-- PASSAGE TO READ --

○ ○ ○ ○

NVIDIA has released a massive, open-source dataset designed to accelerate the development of physical AI in robotics and autonomous vehicles (AVs). Unveiled at GTC in San Jose, the dataset aims to provide researchers and developers with a significant head start in building the next generation of AI models.
The initial dataset, available on Hugging Face, includes 15 terabytes of data featuring more than 320,000 trajectories for robotics training and up to 1,000 Universal Scene Description (OpenUSD) assets.
Future updates will add extensive data for AV development, including 20-second clips of diverse traffic scenarios from more than 1,000 cities across the US and Europe.
The dataset is crucial for developing AI models that can power robots to safely navigate complex environments, such as warehouses and hospitals, and for creating autonomous vehicles that can handle challenging traffic situations like construction zones.

○ ○ ○ ○

-- Referring expression data --
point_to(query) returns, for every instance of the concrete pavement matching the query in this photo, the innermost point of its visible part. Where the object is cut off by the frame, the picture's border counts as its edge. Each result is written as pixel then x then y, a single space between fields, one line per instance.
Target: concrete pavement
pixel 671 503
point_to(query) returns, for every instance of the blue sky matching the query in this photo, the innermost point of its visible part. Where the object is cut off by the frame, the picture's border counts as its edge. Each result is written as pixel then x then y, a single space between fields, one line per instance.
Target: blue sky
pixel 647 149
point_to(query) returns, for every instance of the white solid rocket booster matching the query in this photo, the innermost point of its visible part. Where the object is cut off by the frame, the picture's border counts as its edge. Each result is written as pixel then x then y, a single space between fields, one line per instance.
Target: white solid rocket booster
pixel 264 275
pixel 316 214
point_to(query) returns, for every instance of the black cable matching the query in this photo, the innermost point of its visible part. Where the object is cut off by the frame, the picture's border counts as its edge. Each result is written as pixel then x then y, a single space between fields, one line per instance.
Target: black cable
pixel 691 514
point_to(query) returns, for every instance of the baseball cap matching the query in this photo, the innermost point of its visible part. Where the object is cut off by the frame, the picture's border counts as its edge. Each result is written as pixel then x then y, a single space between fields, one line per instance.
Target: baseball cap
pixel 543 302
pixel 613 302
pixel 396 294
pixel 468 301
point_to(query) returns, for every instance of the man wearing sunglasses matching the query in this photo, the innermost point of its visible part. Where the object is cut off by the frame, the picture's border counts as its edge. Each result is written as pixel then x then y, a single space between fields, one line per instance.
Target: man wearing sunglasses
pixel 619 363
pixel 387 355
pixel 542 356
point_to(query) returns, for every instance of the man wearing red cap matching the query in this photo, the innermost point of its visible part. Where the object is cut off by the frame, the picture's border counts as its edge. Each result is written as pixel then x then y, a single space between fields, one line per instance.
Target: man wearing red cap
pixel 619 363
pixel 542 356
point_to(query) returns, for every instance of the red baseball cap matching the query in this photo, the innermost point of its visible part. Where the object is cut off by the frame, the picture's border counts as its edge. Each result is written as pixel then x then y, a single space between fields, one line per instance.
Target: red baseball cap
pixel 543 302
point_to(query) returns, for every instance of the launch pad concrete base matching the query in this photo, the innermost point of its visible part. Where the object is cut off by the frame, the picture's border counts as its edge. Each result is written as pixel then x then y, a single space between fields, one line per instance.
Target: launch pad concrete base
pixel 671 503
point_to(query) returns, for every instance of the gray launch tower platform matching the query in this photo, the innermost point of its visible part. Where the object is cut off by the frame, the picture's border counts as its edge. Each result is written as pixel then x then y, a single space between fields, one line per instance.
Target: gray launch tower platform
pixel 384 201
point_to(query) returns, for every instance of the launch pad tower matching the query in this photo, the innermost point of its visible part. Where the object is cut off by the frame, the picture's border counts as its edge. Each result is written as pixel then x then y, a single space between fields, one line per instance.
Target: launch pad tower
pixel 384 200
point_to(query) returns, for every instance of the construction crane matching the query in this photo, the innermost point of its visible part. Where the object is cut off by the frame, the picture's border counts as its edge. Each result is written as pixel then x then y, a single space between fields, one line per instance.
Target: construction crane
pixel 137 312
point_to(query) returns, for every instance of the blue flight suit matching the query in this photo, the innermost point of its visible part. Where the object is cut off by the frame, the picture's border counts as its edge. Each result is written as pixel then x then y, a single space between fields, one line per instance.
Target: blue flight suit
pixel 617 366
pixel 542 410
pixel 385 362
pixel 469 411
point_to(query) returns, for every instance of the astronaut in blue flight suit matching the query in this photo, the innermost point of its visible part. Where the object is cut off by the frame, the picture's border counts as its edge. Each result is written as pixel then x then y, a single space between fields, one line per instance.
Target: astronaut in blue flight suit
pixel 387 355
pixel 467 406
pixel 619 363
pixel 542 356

○ ○ ○ ○

-- ACTIVITIES --
**A.** Using the NVIDIA dataset passage, answer these:
(i) At what event and in what city was the dataset unveiled?
(ii) How many trajectories for robotics training does the initial dataset include?
(iii) How long are the traffic clips that future updates will add?
**B.** Copy word for word the stretch of the NVIDIA dataset passage from "The initial dataset, available" through "US and Europe.".
**C.** Write the next part of the NVIDIA dataset passage, picking up right after its last sentence.

-- RESPONSES TO THE EXERCISE --
**A.**
(i) GTC, in San Jose
(ii) More than 320,000
(iii) 20 seconds

**B.**
The initial dataset, available on Hugging Face, includes 15 terabytes of data featuring more than 320,000 trajectories for robotics training and up to 1,000 Universal Scene Description (OpenUSD) assets.
Future updates will add extensive data for AV development, including 20-second clips of diverse traffic scenarios from more than 1,000 cities across the US and Europe.

**C.**
It will also support the development of digital twins to simulate rare and challenging conditions, enhancing safety research and model performance.
Early adopters include prominent research centres such as Berkeley DeepDrive Center, Carnegie Mellon Safe AI Lab and Contextual Robotics Institute at UC San Diego. These institutions plan to use the dataset to advance AI models for predicting road user movements, evaluating self-driving car safety and developing semantic AI models for robots to understand various environments.